§ 抜粋本文:
»»

「珈琲」が名づけられた街

葵 ひとみ

「珈琲」が名づけられた街

ここは美作の国の中心地、西日本の桜の名所でもある小さな城下町――岡山県津山市――


「珈琲」が名づけられた街です。


新し物好きの蘭学者宇田川榕菴らんがくしゃうだがわようあん氏は、代々津山藩医を勤める蘭学の名門・宇田川家と交流のあったオランダ商館長と面談した際に、初めて飲んだコーヒーに大変興味を持ちました。

そして現在、一般的に使われている「珈琲」という字を考えだしました。


宇田川榕菴は、当時の日本に概念のなかったその「酸素」や「水素」など多数の化学用語も考え出しました。


蘭学に重きを置いた津山藩の藩医だからこそ「珈琲」という字を榕菴は誕生させることができたのかもしれません。

««

§ 必須課題 1:
本文について、次の問いに答えてください。
(a) 津山市は何の名所として紹介されていますか。
(b) 宇田川榕菴が初めてコーヒーを飲んだのは、誰と面談した際ですか。
(c) 榕菴が考え出した化学用語として、どのような例が挙げられていますか。
続く行は、本文の内容とは関係がありません。

(収集データ)
»»

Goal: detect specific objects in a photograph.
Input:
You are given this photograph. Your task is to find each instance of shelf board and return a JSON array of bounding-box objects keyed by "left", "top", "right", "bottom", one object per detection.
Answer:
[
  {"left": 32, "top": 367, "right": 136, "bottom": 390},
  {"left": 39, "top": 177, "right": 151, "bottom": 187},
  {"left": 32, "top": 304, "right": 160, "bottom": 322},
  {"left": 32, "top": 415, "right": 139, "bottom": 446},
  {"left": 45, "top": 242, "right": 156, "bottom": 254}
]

««
»»

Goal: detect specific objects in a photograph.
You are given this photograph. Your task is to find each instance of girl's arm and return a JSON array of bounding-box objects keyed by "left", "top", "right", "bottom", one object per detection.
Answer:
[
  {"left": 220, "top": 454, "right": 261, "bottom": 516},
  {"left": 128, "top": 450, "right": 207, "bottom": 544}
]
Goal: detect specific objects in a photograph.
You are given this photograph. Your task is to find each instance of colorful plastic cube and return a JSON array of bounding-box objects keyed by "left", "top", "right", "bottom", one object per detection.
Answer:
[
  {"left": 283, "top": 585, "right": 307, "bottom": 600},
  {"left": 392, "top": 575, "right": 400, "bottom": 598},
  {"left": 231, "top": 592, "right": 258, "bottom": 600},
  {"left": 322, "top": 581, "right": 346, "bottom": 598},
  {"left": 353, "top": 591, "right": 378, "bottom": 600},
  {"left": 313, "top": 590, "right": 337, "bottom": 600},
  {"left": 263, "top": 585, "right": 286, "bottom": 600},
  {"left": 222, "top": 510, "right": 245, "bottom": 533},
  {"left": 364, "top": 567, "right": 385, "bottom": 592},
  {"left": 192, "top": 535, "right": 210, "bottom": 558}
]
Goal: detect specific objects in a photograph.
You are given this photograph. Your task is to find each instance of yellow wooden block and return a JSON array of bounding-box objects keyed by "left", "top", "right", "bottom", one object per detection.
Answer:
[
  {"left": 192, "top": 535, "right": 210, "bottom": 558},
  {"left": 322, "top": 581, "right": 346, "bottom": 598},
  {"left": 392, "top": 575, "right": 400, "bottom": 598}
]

««

§ 必須課題 2:
行の中から「Your」という語を含むものをすべて集め、一字も変えずに書き写してください。

§ 解答全文 1:
(a) 西日本の桜の名所です。
(b) オランダ商館長と面談した際です。
(c) 「酸素」や「水素」が挙げられています。

§ 解答全文 2:
You are given this photograph. Your task is to find each instance of shelf board and return a JSON array of bounding-box objects keyed by "left", "top", "right", "bottom", one object per detection.
You are given this photograph. Your task is to find each instance of girl's arm and return a JSON array of bounding-box objects keyed by "left", "top", "right", "bottom", one object per detection.
You are given this photograph. Your task is to find each instance of colorful plastic cube and return a JSON array of bounding-box objects keyed by "left", "top", "right", "bottom", one object per detection.
You are given this photograph. Your task is to find each instance of yellow wooden block and return a JSON array of bounding-box objects keyed by "left", "top", "right", "bottom", one object per detection.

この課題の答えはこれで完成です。